### [Task objective]
From the line that holds "shingle in this photo." to the last line of the data, copy everything exactly; leave out all the rest.

>> Begin Material

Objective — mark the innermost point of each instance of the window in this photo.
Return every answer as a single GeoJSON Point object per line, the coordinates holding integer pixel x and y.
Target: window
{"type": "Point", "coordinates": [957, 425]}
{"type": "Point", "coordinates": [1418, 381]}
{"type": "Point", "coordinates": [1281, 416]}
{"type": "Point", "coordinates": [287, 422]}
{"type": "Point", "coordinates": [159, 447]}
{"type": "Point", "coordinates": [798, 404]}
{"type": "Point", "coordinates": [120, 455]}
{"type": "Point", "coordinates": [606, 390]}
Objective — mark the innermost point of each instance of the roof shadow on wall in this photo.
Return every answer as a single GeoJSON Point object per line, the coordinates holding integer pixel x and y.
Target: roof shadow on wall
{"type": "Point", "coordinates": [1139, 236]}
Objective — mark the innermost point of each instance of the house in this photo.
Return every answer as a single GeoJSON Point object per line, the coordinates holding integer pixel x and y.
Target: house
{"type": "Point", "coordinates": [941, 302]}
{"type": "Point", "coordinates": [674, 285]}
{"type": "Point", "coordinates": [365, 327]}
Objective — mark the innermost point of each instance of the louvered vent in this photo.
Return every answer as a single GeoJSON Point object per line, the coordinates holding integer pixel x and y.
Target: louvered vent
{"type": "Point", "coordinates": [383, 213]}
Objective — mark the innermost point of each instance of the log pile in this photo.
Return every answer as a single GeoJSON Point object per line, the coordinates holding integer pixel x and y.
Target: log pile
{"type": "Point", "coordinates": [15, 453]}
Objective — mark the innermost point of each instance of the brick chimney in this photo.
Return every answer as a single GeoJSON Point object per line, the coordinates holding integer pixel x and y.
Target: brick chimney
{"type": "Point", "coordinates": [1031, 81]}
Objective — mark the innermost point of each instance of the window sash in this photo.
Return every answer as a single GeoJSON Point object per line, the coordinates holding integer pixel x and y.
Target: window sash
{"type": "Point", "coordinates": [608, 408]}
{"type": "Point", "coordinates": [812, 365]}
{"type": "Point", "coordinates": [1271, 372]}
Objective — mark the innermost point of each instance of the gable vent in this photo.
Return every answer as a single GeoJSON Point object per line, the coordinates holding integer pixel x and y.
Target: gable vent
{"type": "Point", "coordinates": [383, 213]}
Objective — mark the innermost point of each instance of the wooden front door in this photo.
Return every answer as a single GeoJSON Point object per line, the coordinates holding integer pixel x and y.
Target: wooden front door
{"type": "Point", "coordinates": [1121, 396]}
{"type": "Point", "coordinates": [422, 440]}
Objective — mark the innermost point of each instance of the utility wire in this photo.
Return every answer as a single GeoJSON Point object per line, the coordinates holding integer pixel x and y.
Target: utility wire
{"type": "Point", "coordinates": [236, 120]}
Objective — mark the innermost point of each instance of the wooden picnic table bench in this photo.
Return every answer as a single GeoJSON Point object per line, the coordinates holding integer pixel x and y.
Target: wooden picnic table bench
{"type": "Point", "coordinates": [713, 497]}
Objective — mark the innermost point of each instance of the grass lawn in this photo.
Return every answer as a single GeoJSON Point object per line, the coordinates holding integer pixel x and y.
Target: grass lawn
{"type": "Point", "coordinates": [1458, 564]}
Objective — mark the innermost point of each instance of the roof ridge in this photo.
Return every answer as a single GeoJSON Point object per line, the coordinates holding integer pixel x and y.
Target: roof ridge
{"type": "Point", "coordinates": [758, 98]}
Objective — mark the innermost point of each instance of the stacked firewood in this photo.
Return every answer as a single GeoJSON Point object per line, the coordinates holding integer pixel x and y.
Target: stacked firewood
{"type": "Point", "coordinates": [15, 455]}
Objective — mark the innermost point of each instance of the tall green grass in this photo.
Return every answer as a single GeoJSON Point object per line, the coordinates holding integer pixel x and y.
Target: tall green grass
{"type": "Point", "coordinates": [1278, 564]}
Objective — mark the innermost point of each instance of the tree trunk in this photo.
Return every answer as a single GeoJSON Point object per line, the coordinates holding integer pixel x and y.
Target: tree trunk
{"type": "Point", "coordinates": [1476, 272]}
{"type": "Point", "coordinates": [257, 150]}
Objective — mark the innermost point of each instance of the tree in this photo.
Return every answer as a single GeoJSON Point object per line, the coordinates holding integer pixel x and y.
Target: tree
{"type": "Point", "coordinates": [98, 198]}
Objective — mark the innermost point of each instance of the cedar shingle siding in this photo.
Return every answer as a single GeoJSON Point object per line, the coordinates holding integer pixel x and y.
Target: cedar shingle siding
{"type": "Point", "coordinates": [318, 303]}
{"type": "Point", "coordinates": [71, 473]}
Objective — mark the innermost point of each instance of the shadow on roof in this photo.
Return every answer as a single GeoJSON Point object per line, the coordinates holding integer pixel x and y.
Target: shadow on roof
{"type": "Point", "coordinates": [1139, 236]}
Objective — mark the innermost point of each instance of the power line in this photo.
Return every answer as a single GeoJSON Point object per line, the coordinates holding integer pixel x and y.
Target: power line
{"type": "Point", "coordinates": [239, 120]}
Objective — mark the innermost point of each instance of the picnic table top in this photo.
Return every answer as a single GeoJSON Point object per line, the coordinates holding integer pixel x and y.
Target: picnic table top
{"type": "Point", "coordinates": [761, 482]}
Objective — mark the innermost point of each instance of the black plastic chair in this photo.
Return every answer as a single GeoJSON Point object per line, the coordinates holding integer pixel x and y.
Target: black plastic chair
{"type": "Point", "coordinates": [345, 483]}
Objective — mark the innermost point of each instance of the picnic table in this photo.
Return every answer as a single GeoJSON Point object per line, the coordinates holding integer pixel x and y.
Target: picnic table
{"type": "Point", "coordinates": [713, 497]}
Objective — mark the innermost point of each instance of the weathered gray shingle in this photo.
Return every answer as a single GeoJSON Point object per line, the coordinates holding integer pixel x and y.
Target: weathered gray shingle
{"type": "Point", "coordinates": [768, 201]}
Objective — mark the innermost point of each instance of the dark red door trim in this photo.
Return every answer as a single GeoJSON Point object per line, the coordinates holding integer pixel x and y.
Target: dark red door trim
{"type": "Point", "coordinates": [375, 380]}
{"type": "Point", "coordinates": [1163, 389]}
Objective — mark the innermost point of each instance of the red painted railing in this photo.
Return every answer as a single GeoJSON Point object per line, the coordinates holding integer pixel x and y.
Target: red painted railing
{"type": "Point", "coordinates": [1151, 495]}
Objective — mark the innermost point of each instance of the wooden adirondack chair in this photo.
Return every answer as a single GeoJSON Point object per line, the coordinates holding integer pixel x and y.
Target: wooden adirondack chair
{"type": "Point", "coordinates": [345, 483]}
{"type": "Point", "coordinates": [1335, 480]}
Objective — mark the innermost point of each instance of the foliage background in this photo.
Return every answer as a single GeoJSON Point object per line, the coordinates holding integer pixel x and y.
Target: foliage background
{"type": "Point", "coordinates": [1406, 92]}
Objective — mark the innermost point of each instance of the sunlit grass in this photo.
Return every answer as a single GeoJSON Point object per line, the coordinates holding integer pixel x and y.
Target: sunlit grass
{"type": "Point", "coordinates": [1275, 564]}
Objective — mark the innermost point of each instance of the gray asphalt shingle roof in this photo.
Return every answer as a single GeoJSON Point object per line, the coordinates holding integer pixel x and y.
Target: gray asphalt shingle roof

>> End Material

### [Solved problem]
Objective — mark the innermost point of each instance of the weathered gray shingle in this photo.
Return every answer as a single GeoJSON Point object per line, the coordinates holding integer pixel x and y.
Target: weathered gray shingle
{"type": "Point", "coordinates": [768, 201]}
Objective — mark the innermost point of each instance of the dark red door trim in this photo.
Return every answer as a single GeoJSON Point object per line, the coordinates holding integer pixel x and y.
Target: dark red door trim
{"type": "Point", "coordinates": [375, 380]}
{"type": "Point", "coordinates": [1163, 389]}
Objective — mark the innermost point of each instance of the red painted railing in this photo.
Return every answer as a single GeoJSON Point object per line, the coordinates holding integer pixel x and y.
Target: red painted railing
{"type": "Point", "coordinates": [1151, 495]}
Objective — mark the innermost point of each instance of the wooden adirondack chair in this photo.
Return every answer as a single GeoJSON Point object per line, the coordinates holding integer pixel x and y.
Target: wooden adirondack chair
{"type": "Point", "coordinates": [345, 483]}
{"type": "Point", "coordinates": [1335, 480]}
Objective — mark the innermost point of each instance of the foliage background in this photo.
Return every answer as a single GeoJSON Point object per line, the coordinates holding integer pixel x and y.
Target: foliage background
{"type": "Point", "coordinates": [1406, 92]}
Objective — mark the innermost point of each instance of the sunlit grass in this photo.
Return every answer as a single GeoJSON Point object per line, the coordinates holding integer pixel x and y.
Target: sunlit grass
{"type": "Point", "coordinates": [1275, 564]}
Objective — mark the innermost point of each instance of the gray asphalt shingle roof in this photo.
Return every answer as a single GeoJSON Point object per line, the coordinates holding integer pixel x and y.
Target: gray asphalt shingle roof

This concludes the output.